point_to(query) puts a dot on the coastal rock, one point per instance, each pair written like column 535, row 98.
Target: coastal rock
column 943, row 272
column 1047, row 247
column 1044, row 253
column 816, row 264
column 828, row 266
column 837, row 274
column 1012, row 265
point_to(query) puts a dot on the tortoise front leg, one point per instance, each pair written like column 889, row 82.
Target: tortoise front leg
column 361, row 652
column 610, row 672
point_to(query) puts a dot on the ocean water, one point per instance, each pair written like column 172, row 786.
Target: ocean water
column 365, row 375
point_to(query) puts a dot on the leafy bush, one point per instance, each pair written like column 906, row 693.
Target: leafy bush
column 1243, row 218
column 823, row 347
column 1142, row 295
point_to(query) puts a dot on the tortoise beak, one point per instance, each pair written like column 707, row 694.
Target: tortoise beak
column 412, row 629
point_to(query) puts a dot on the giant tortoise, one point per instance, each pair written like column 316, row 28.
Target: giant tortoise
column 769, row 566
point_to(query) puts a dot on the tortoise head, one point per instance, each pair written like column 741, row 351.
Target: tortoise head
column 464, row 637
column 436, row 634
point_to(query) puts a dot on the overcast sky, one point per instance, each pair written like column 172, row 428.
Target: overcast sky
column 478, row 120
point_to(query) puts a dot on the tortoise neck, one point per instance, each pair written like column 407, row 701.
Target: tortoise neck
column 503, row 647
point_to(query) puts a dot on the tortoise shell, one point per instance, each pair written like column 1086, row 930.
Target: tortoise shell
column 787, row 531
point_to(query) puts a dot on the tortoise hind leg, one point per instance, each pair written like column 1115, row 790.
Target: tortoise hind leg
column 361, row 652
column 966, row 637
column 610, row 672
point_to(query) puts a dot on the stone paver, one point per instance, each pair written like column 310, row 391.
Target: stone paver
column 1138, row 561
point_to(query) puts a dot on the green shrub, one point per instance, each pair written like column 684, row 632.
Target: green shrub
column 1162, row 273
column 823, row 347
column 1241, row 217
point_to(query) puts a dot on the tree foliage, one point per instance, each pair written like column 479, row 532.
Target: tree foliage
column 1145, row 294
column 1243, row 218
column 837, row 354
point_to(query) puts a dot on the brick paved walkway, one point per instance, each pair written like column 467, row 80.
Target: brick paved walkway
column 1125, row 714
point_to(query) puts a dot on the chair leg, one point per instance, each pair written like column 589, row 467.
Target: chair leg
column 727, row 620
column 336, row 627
• • • • •
Return, unchanged, the stretch of the listing above from the line containing "point_to(query) puts a dot on the stone" through the final line of the listing, both included.

point_to(query) puts a dot on the stone paver, one point per instance, each pair written like column 310, row 391.
Target: stone paver
column 1138, row 561
point_to(query) puts a dot on the green shrub, one point per instance, each pair written like column 684, row 632.
Target: green shrub
column 1162, row 273
column 823, row 347
column 1241, row 217
point_to(query) puts a dot on the tree foliage, one point per instance, each pair written like column 479, row 532.
Target: tree foliage
column 1145, row 294
column 1243, row 218
column 837, row 354
point_to(query) puts a dot on the brick paved walkway, one point per instance, each pair written like column 467, row 80.
Target: brick paved walkway
column 1125, row 714
point_to(query) puts a dot on the chair leg, one point per instance, each pair written like column 589, row 467.
Target: chair leg
column 727, row 620
column 336, row 627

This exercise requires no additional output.